◆ Arahan A ◆
Hitung baris dalam catatan yang memuat kata "rooftop". Berikan angkanya saja.

--- --- ---

Perbalahan yang sudah lama selesai dan tenggelam itu tempo hari bangkit lagi. Itulah perbantahan soal ”bumi datar” versus ”bumi bulat”. Bukannya mempersoalkan kembali pokok basi itu, saya tertarik pada sesuatu yang lebih menggelitik ini. Bila bumi dan dunia bersinonim, mengapa jarang sekali atau malah barangkali belum pernah kita temukan konstruksi ”dunia datar” atau ”dunia bulat”.
Sebaliknya, bentuk ”bumi ketiga” atau ”bumi persilatan” terasa membuat kuping kita sedikit gatal. Itu sangat boleh jadi karena kita terbiasa mendengar ”dunia ketiga” dan ”dunia persilatan”.

--- --- ---

◆ Arahan B ◆
Menurut teks sumber, perbantahan lama apa yang tempo hari bangkit lagi?

◆ Cuplikan Data ◆
--- --- ---

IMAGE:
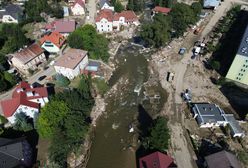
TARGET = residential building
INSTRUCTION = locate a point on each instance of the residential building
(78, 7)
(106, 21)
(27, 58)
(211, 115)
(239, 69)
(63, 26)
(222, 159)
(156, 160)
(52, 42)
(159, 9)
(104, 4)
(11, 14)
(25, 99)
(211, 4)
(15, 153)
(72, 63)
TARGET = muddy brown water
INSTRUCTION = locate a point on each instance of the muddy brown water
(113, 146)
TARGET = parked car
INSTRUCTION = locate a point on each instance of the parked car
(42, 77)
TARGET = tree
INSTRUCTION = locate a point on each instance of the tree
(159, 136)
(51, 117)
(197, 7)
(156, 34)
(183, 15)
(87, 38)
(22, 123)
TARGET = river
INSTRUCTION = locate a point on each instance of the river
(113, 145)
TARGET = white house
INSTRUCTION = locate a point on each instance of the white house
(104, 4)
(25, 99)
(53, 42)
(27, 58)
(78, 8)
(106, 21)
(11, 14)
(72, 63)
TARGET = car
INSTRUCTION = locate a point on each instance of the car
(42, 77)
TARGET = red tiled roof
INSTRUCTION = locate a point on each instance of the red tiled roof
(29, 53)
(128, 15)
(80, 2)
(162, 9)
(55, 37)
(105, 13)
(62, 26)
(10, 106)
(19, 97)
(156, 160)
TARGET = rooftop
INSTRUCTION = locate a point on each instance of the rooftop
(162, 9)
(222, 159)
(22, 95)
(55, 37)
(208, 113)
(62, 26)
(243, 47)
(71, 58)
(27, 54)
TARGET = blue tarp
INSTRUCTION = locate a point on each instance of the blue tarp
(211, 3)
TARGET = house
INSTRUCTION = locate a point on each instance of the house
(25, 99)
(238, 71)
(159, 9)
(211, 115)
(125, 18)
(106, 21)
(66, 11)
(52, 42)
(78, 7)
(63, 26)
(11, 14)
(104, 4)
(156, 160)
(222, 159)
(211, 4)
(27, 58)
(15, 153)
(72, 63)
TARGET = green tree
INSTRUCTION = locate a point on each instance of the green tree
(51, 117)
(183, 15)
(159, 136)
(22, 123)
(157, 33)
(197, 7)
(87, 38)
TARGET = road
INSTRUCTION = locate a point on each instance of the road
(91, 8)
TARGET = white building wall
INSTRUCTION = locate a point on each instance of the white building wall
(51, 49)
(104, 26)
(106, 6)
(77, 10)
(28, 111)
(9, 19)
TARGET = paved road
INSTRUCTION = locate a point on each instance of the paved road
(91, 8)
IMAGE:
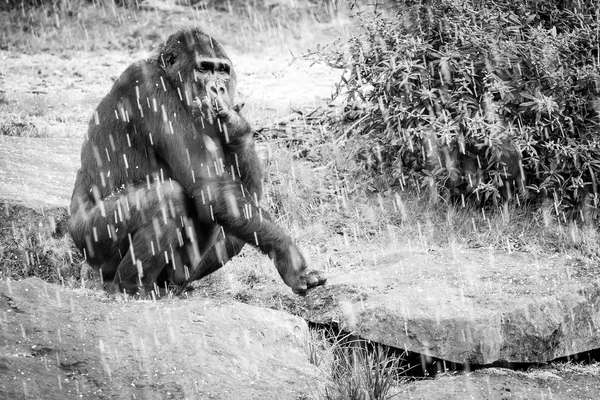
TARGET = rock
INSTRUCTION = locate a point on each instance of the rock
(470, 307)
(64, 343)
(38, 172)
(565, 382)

--- --- ---

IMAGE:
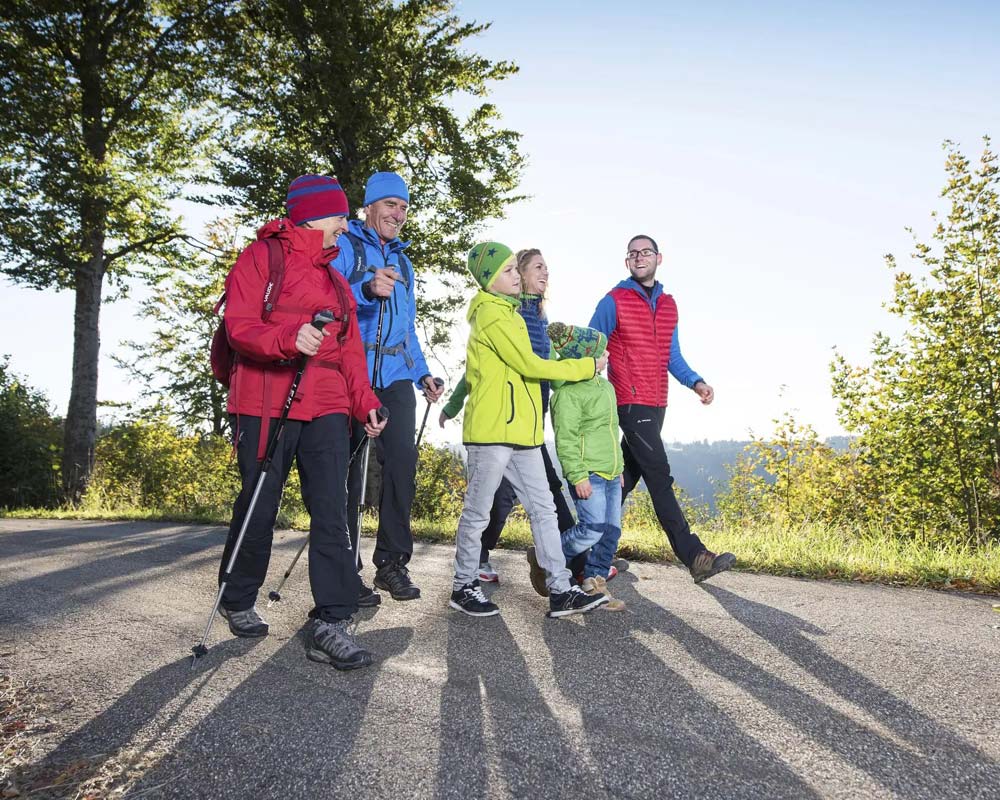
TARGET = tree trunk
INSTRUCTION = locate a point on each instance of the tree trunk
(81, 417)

--- --- ---

◆ Hasil Akhir A ◆
2

◆ Hasil Akhir B ◆
Perbantahan soal "bumi datar" versus "bumi bulat".